グリーン調達とは?調達購買担当者が知っておくべき内容をわかりやすく解説

近年、環境意識の高まりやESG投資の拡大により、グリーン調達の重要性が増しています。環境規制の強化や評判リスクの高まりに対応しつつ、競争力を維持するには、持続可能なサプライチェーンの構築が不可欠です。本記事では、グリーン調達の基本概念やメリット、具体的な実践方法を解説します。

グリーン調達とは?

グリーン調達とは、環境負荷の少ない製品やサービスを提供しているサプライヤーから、優先的に調達する取り組みです。環境保全への意識が高まる中、多くの企業が事業戦略の一環として導入しています。

 

この取り組みの目的は、環境負荷の低減と持続可能な社会の実現に貢献することです。企業が環境に配慮した製品やサービスを選ぶことで、サプライヤーの環境対策が促進され、業界全体の環境意識が向上します。また、環境規制の強化に対応し、企業の社会的責任(CSR)を果たすことも重要な目的のひとつです。

 

例えば、自動車メーカーが部品を調達する際に、環境基準を満たしたサプライヤーを優先するケースがあります。リサイクル素材を使用した部品や、省エネルギー技術を活用した製品を選ぶことで、製造工程のCO2排出量の削減が可能です。また、IT企業がデータセンターの電力を再生可能エネルギーに切り替えて、環境負荷の低減を実現する取り組みも進んでいます。

 

グリーン調達は、企業が環境への責任を果たしながら持続可能な経営を実現するための重要な戦略です。サプライヤーにとっても、環境基準を満たすことで競争力が向上し、新たなビジネスチャンスが生まれます。

 

なぜ今グリーン調達が重要なのか?

グリーン調達の重要性は年々高まっています。ESG投資の拡大により、環境対応が企業評価の基準となり、持続可能な経営が求められています。さらに、環境規制の強化や評判リスクの高まりにより、リスク回避の観点からもグリーン調達の導入が不可欠です。本章では、ESG投資の拡大と、それに伴うリスク回避の重要性について解説します。

ESG投資の拡大

ESG投資は、企業の財務情報だけでなく、「環境(Environment)」「社会(Social)」「ガバナンス(Governance)」の3つの要素を考慮した投資手法です。企業は持続可能性を示し、社会的責任を果たしながら経済的利益を追求することが求められます。

**与えられた情報:**
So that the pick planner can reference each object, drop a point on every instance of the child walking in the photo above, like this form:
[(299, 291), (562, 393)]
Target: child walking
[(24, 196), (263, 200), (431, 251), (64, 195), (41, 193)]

**指示と要件:**
次の1.〜3.がグリーン調達の記事の内容と一致するかを判断してください。各項目に「はい」か「いいえ」で答え、判断の決め手となる記事の語句を正確に引用すること。
1. ESG投資は企業の財務情報のみを考慮する投資手法である。
2. IT企業がデータセンターの電力を再生可能エネルギーに切り替える取り組みが挙げられている。
3. グリーン調達はサプライヤーにとって利点がない。
資料はこの作業では使いません。

**出力:**
1. いいえ。「企業の財務情報だけでなく」
2. はい。「IT企業がデータセンターの電力を再生可能エネルギーに切り替えて、環境負荷の低減を実現する取り組みも進んでいます」
3. いいえ。「サプライヤーにとっても、環境基準を満たすことで競争力が向上し、新たなビジネスチャンスが生まれます」